▶ _AIM_: Could you retype every one of the lines below verbatim, leaving the pictures out?
________________________________________
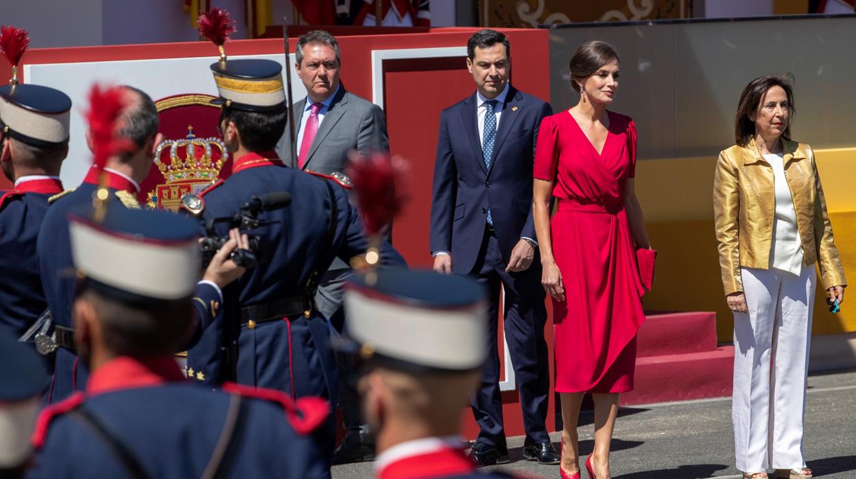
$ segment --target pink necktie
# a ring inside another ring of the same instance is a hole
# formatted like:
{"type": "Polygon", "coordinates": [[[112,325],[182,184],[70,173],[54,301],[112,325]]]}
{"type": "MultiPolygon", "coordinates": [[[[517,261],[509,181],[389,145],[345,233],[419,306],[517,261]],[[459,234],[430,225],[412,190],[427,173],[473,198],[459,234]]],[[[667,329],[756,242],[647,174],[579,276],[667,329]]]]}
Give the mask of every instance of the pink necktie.
{"type": "Polygon", "coordinates": [[[297,165],[303,168],[306,162],[306,155],[309,154],[309,148],[315,140],[315,134],[318,131],[318,110],[323,105],[320,103],[313,103],[310,106],[309,119],[306,120],[306,128],[303,130],[303,141],[300,143],[300,154],[297,155],[297,165]]]}

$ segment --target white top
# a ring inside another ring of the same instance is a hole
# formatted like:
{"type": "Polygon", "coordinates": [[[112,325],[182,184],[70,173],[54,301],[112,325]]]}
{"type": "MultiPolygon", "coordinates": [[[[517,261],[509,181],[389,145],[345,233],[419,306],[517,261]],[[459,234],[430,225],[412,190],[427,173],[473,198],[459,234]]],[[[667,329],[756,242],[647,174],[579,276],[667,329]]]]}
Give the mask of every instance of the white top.
{"type": "MultiPolygon", "coordinates": [[[[499,119],[502,116],[502,108],[505,106],[505,97],[508,96],[508,86],[505,84],[505,89],[492,99],[498,103],[493,107],[493,113],[496,116],[496,131],[499,131],[499,119]]],[[[476,90],[476,116],[479,117],[479,144],[484,144],[484,113],[487,111],[487,105],[484,105],[488,99],[482,96],[481,92],[476,90]]]]}
{"type": "Polygon", "coordinates": [[[380,477],[386,466],[401,459],[437,452],[443,449],[461,449],[464,441],[460,436],[426,437],[407,440],[383,451],[375,458],[375,477],[380,477]]]}
{"type": "MultiPolygon", "coordinates": [[[[333,91],[333,94],[327,97],[327,99],[321,102],[321,107],[318,108],[318,129],[321,129],[321,122],[324,121],[324,117],[327,115],[327,111],[330,110],[330,105],[333,104],[333,99],[336,98],[336,93],[339,93],[339,88],[342,88],[342,83],[336,87],[333,91]]],[[[297,154],[300,154],[300,145],[303,144],[303,132],[306,129],[306,122],[309,121],[309,116],[312,114],[312,99],[306,95],[306,101],[303,105],[303,116],[300,117],[300,124],[297,129],[297,154]]],[[[318,132],[316,131],[316,135],[318,132]]],[[[312,145],[310,145],[311,147],[312,145]]]]}
{"type": "Polygon", "coordinates": [[[773,242],[770,251],[770,267],[800,275],[803,252],[794,198],[785,177],[782,153],[764,155],[773,167],[773,184],[776,186],[776,214],[773,216],[773,242]]]}

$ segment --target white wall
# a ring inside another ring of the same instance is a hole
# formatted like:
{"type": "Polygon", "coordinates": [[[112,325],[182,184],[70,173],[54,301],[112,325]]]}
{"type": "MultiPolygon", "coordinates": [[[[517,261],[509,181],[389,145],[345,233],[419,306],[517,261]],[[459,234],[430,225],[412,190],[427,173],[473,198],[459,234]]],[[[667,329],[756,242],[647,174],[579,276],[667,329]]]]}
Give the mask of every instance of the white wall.
{"type": "Polygon", "coordinates": [[[101,45],[103,1],[0,0],[0,24],[27,28],[32,48],[101,45]]]}
{"type": "Polygon", "coordinates": [[[705,0],[704,18],[734,18],[773,15],[773,0],[705,0]]]}
{"type": "MultiPolygon", "coordinates": [[[[232,15],[233,39],[247,38],[243,0],[211,6],[232,15]]],[[[32,48],[199,39],[180,0],[0,0],[0,22],[27,28],[32,48]]]]}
________________________________________
▶ _RIGHT ANSWER_:
$ segment --target pink necktie
# a ring inside another ring of the same instance is a hole
# formatted like:
{"type": "Polygon", "coordinates": [[[112,325],[182,184],[70,173],[54,301],[112,325]]]}
{"type": "MultiPolygon", "coordinates": [[[[517,261],[509,181],[389,145],[345,233],[419,306],[517,261]],[[459,234],[430,225],[412,190],[427,173],[473,198],[459,234]]],[[[667,329],[756,242],[647,174],[579,276],[667,329]]]]}
Give the mask of every instance of the pink necktie.
{"type": "Polygon", "coordinates": [[[297,165],[303,168],[306,162],[306,155],[309,154],[309,148],[315,140],[315,134],[318,131],[318,110],[323,105],[320,103],[313,103],[310,106],[309,119],[306,120],[306,128],[303,130],[303,141],[300,143],[300,154],[297,155],[297,165]]]}

$ segment --target white top
# a ring inside another ring of the same instance is a hole
# formatted like:
{"type": "Polygon", "coordinates": [[[112,325],[182,184],[70,173],[54,301],[112,325]]]}
{"type": "MultiPolygon", "coordinates": [[[[517,261],[509,181],[389,145],[345,233],[419,306],[517,261]],[[459,234],[430,225],[412,190],[427,173],[473,198],[459,234]]],[[[667,329],[756,242],[647,174],[579,276],[667,329]]]]}
Give the mask of every instance of the white top.
{"type": "MultiPolygon", "coordinates": [[[[499,119],[502,116],[502,108],[505,106],[505,97],[508,96],[508,86],[505,84],[505,89],[492,99],[498,103],[493,107],[493,113],[496,116],[496,131],[499,131],[499,119]]],[[[476,90],[476,116],[479,117],[479,144],[484,144],[484,113],[487,111],[487,105],[484,105],[488,99],[482,96],[481,92],[476,90]]]]}
{"type": "Polygon", "coordinates": [[[380,477],[386,466],[401,459],[437,452],[443,449],[461,449],[464,441],[460,436],[426,437],[407,440],[383,451],[375,458],[375,477],[380,477]]]}
{"type": "MultiPolygon", "coordinates": [[[[333,91],[333,94],[327,97],[327,99],[321,102],[321,107],[318,108],[318,129],[321,129],[321,122],[324,121],[324,117],[327,115],[327,111],[330,110],[330,105],[333,104],[333,99],[336,98],[336,93],[339,93],[339,88],[342,88],[342,83],[336,87],[333,91]]],[[[297,154],[300,154],[300,145],[303,144],[303,132],[306,129],[306,122],[309,121],[309,116],[312,114],[312,99],[306,95],[306,101],[303,105],[303,116],[300,117],[300,124],[297,129],[297,154]]],[[[318,132],[316,131],[316,135],[318,132]]],[[[312,145],[310,145],[311,147],[312,145]]]]}
{"type": "Polygon", "coordinates": [[[773,242],[770,251],[770,267],[800,275],[803,252],[794,198],[785,177],[782,153],[764,155],[773,167],[773,184],[776,186],[776,214],[773,216],[773,242]]]}

$ segment --target white wall
# a ring inside another ring of the same instance is a hole
# formatted like:
{"type": "Polygon", "coordinates": [[[112,325],[182,184],[70,173],[54,301],[112,325]]]}
{"type": "MultiPolygon", "coordinates": [[[[517,261],[509,181],[389,145],[345,233],[419,306],[517,261]],[[459,234],[430,225],[412,190],[427,173],[473,198],[459,234]]],[[[667,329],[756,242],[647,174],[579,276],[667,329]]]]}
Give the mask of every instance of the white wall.
{"type": "Polygon", "coordinates": [[[101,45],[103,1],[0,0],[0,24],[27,28],[32,48],[101,45]]]}
{"type": "Polygon", "coordinates": [[[705,0],[704,18],[734,18],[773,15],[773,0],[705,0]]]}
{"type": "MultiPolygon", "coordinates": [[[[232,15],[233,39],[247,38],[243,0],[211,6],[232,15]]],[[[32,48],[199,39],[180,0],[0,0],[0,22],[27,28],[32,48]]]]}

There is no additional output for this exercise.